» **Your task**: Edit the material starting at the line that contains "Q: Point to the gray" and ending at the end of the material: swap "side table" for "end table" and leave every other character as it is. Return only those lines.
━━━ Records for the task ━━━
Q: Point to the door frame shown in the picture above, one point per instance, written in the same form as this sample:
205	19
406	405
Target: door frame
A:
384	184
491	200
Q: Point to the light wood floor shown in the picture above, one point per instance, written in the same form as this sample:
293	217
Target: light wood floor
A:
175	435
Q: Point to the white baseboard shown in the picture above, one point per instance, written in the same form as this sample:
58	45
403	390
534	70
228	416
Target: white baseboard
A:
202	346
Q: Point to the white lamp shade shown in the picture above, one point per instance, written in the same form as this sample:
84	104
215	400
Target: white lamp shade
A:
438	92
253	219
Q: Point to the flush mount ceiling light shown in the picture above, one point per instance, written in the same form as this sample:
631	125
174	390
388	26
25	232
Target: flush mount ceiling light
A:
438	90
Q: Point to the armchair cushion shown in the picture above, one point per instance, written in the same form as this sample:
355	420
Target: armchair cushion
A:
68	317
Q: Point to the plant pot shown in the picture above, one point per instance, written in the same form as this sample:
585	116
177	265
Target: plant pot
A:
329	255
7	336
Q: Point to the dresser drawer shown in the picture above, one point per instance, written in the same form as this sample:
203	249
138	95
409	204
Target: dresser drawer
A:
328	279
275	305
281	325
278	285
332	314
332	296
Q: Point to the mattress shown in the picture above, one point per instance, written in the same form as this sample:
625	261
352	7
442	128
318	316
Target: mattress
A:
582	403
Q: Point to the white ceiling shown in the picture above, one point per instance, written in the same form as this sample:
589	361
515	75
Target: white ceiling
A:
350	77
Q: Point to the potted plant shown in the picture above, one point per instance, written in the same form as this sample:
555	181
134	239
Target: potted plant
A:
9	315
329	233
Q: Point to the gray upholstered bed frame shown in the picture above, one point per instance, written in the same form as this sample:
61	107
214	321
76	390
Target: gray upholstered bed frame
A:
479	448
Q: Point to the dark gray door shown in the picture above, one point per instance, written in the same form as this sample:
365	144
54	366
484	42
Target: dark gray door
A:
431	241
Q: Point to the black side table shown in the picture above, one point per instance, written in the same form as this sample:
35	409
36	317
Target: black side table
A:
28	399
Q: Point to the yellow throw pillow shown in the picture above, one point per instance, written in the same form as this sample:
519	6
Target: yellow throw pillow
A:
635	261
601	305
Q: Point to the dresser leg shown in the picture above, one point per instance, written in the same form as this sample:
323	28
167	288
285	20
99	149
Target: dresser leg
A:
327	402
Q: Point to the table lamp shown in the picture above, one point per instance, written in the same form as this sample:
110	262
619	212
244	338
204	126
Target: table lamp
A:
━━━
» **Finished answer**:
Q: Point to the gray upholstered bed frame shown in the picture above, one point per instance, written in the same form as this sample:
61	107
214	321
76	390
Target: gray upholstered bed frame
A:
479	448
Q: Point to the dark gray door shown in the picture above, one point per instance, written in the same form as this sample:
365	144
54	366
484	42
Target: dark gray door
A:
431	241
Q: Point to the black end table shown in the picture above, one point per instance, written in the same form as this sample:
35	409
36	317
Target: black end table
A:
28	399
Q: Point to the yellow throw pillow shown in the picture above, one point per instance, written in the same form as this sample:
519	6
Target: yellow throw pillow
A:
635	261
601	305
Q: Point to the dresser leg shown in the picture above, one point per instance, written in the same form as this sample:
323	28
167	288
285	20
99	149
Target: dresser leg
A:
327	402
Q: Point to the table lamp shown in the picture above, one point per instance, written in the same form as this sample:
110	262
619	212
244	338
204	126
Target: table lamp
A:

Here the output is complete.